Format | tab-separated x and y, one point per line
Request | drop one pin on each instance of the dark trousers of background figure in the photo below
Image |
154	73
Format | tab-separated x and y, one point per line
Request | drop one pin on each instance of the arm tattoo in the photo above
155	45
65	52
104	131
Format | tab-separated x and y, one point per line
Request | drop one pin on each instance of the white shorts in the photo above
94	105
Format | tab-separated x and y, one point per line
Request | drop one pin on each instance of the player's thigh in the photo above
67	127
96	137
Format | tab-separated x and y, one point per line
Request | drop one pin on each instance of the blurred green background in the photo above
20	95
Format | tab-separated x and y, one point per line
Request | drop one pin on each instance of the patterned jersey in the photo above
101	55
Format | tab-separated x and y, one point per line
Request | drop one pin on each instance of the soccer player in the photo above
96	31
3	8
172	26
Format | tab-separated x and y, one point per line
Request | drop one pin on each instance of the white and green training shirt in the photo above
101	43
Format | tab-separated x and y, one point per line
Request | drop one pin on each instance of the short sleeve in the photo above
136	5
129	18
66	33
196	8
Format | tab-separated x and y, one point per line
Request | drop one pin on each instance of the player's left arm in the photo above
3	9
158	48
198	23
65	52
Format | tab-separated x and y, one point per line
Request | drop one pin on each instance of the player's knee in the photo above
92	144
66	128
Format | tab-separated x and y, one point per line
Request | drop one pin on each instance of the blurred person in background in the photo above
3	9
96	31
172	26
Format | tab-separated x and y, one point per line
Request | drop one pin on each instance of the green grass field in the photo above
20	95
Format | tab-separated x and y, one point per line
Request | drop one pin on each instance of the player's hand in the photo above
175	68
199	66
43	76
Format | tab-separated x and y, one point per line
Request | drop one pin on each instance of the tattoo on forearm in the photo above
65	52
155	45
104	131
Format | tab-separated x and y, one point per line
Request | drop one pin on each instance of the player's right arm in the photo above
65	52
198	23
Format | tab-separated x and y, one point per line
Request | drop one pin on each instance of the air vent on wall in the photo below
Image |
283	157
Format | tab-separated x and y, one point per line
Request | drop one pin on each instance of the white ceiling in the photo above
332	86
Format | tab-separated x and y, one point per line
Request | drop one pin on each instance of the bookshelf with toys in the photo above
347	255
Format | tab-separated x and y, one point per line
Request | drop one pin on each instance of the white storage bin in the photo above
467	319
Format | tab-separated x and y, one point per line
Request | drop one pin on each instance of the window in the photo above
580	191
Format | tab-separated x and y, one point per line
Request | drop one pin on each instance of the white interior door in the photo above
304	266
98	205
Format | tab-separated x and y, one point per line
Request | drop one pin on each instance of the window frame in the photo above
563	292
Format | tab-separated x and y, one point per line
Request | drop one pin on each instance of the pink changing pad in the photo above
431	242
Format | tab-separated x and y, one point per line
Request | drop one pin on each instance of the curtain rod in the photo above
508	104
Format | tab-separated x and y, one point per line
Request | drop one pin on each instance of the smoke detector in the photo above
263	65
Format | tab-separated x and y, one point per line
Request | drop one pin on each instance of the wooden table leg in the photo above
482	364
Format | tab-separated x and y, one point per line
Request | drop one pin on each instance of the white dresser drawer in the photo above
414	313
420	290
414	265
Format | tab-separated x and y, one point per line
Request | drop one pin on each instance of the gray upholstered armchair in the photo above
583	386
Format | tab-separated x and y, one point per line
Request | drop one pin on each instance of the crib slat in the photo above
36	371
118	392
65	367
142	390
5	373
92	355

| What to produce |
Return the lines above exactly, keeping every word.

| Answer to this task |
Format | tab-separated x and y, one point per line
Request | drop one pin on each instance of the dark trousers of background figure in the photo below
Image |
154	73
Format | tab-separated x and y, one point per line
Request | drop one pin on each instance of the arm tattoo in the photo above
155	45
65	52
104	131
Format | tab-separated x and y, one point per line
Request | drop one pin on each instance of the white shorts in the photo above
94	105
Format | tab-separated x and y, one point per line
Request | drop one pin on each instance of the player's thigh in the photo above
67	127
96	137
Format | tab-separated x and y, one point per line
Request | drop one pin on each instance of the blurred green background in the photo above
20	95
Format | tab-separated x and y, one point per line
Request | drop one pin on each instance of the patterned jersey in the photo above
101	55
Format | tab-separated x and y, one point per line
Request | drop one pin on each instance of the soccer player in the photo above
96	31
3	8
172	26
Format | tab-separated x and y, one point per line
Request | drop one pin on each instance of the white and green training shirt in the photo above
101	43
Format | tab-separated x and y, one point per line
Request | drop one pin on each instance of the short sleeve in the photo above
136	5
129	18
66	33
196	8
Format | tab-separated x and y, one point per line
Request | drop one pin on each instance of the player's left arm in the photo above
3	9
158	48
198	23
65	52
Format | tab-separated x and y, one point per line
Request | drop one pin on each instance of the player's knee in the photo above
92	144
66	128
Format | tab-separated x and y, one point per line
Request | drop one pin on each instance of the blurred person in background in the photo above
3	9
96	31
172	26
Format | tab-separated x and y, one point per line
Request | drop one pin on each instance of the green grass field in the photo above
20	95
Format | tab-separated x and y, one point per line
Request | drop one pin on each instance of the player's hand in the photo above
175	68
199	66
43	76
Format | tab-separated x and y, one point per line
Request | drop one pin on each instance of the tattoo on forearm in the photo above
65	52
155	45
104	131
Format | tab-separated x and y, one point per line
Request | drop one pin on each instance of the player's right arm in the photo above
65	52
198	23
Format | tab-separated x and y, one point per line
Request | drop one pin on each instance of the air vent on wall in the photo below
Image |
283	157
Format | tab-separated x and y, one point per line
Request | drop one pin on each instance of the white ceiling in the photo above
332	86
Format | tab-separated x and y, one point per line
Request | drop one pin on each instance of the bookshelf with toys in the photo above
347	255
Format | tab-separated x and y, one point per line
Request | drop one pin on each instance of the white storage bin in the photo above
467	319
Format | tab-separated x and y, one point per line
Request | drop one pin on each instance of the window in the photo above
580	191
Format | tab-separated x and y, one point per line
Request | drop one pin on each instance of the white interior door in the photo above
304	266
98	205
Format | tab-separated x and y, one point per line
Request | drop one pin on each instance of the window frame in the photo above
563	292
Format | tab-separated x and y, one point per line
Request | drop one pin on each instance of the pink changing pad in the photo above
431	242
Format | tab-separated x and y, one point per line
Request | drop one pin on each instance of the curtain rod in the photo above
508	104
Format | tab-separated x and y, one point per line
Request | drop one pin on each instance of the smoke detector in the photo above
263	65
Format | tab-separated x and y, one point per line
Request | drop one pin on each instance of the wooden table leg in the photo above
482	364
Format | tab-separated x and y, one point per line
Request | drop one pin on each instance of the white dresser drawer in the photo above
414	313
420	290
414	265
Format | tab-separated x and y, one point per line
Request | drop one pin on each instance of the gray upholstered armchair in the photo above
583	386
Format | tab-separated x and y, one point per line
Request | drop one pin on each instance of the crib slat in the photo above
36	371
118	392
65	367
142	390
5	373
92	355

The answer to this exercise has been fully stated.